**READING PASSAGE**.

High-rent Ginza kills rats for a glamorous $150 each


April 20, 1993|By John E. Woodruff | John E. Woodruff,Tokyo Bureau

TOKYO -- Underneath all the glamour, the world's most expensive real estate has at least one thing in common with some of the world's worst neighborhoods -- rats.

That's no surprise to the man in charge of fighting rats in Tokyo's Ginza, home of the world's highest tax assessments and many of its grandest boutiques, department stores and nightclubs.

"Ginza is a glorious place with every amenity, and hundreds of thousands of people come here to enjoy tons of food and beverages every day," Keiichi Suzuki said. "Almost anything that adds to human comfort and pleasure also makes rats thrive, so a place like Ginza is going to have them."

As head of the environmental and sanitation bureau's anti-pest work in Chuo (Central) Ward, Mr. Suzuki is the man to see about rats, mosquitoes and flies in the heart of Tokyo.

After a round of complaints from residents and politicians, Mr. Suzuki is organizing his first-ever concentrated assault on rats in Ginza.

For one week in June, 144 volunteers will be split into one-day shifts of 24 each and marshaled by the four full-time Chuo Ward staffers who fight rats year-around.

Their main weapon comes from Lititz, Pa., and looks a bit old-fashioned compared with Ginza's high-tech advertising and entertainment gadgetry. It has an unfinished wooden base about five inches long, a copper-wire spring and a triangular spike.

What will go on the spike? Mr. Suzuki reached for his recipe book. Mix flour, sugar and oil with shredded tuna, cut into 2-inch cubes and stir-fry. One member of Chuo Ward's rat-fighting team doubles as rat-bait chef. He cooks up a batch every few weeks, to be set out on the 700 or so Victor-brand traps from Lititz that go into central Tokyo's sewers every month from November to April.

The Ginza attack is more ambitious.

In a single week, the staff-led volunteers will put 1,800 of the spring-operated traps in sewers and other "rat highways" under Ginza. They also will give away flypaper-like cardboard traps to shop owners and residents, clean out rat breeding places and give lessons on keeping alleys and garbage areas rat free.

Like Ginza real estate, Ginza rats may be Tokyo's most expensive.

If the one-week campaign yields the usual success rates -- two kills for every 10 spring-operated traps put out -- Ginza rats will be going down for about 17,000 yen apiece ($150), even with most of the work being done by volunteers.

With a bemused grin, Mr. Suzuki looked up from his calculator to say the 500 rats done in annually by his less intensive efforts cost a mere 5,800 yen ($51) apiece.

Neither figure includes salaries and benefits for Mr. Suzuki and -- his staff, which would greatly increase both. If they weren't fighting rats, there would be plenty of other work to keep them busy, so the ward government would still be paying them, he explained.

"We believe it's worth the cost, because in Tokyo nobody suffers these days from diseases associated with rats," Mr. Suzuki said.

Yuuji Ishimaru begs to differ.

Referring expression data
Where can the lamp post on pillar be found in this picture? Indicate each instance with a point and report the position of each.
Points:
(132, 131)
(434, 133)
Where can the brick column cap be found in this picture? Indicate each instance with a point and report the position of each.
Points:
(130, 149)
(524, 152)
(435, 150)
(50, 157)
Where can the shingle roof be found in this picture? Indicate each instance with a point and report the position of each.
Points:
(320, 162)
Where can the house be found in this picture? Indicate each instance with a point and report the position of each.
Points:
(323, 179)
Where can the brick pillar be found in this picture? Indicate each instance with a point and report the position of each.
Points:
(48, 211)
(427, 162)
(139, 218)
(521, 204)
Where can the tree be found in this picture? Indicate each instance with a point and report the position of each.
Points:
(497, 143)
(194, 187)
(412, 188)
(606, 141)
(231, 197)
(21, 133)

**EXPLORE THE MATERIAL**.
1. Please copy everything in the Ginza rats article from "For one week" down to "fight rats year-around.".
2. Translate this sentence from the Ginza rats article into Spanish: "After a round of complaints from residents and politicians, Mr. Suzuki is organizing his first-ever concentrated assault on rats in Ginza."

**TASK RESPONSES**.
1.
For one week in June, 144 volunteers will be split into one-day shifts of 24 each and marshaled by the four full-time Chuo Ward staffers who fight rats year-around.

2. Tras una serie de quejas de residentes y políticos, el Sr. Suzuki está organizando su primera ofensiva concentrada contra las ratas en Ginza.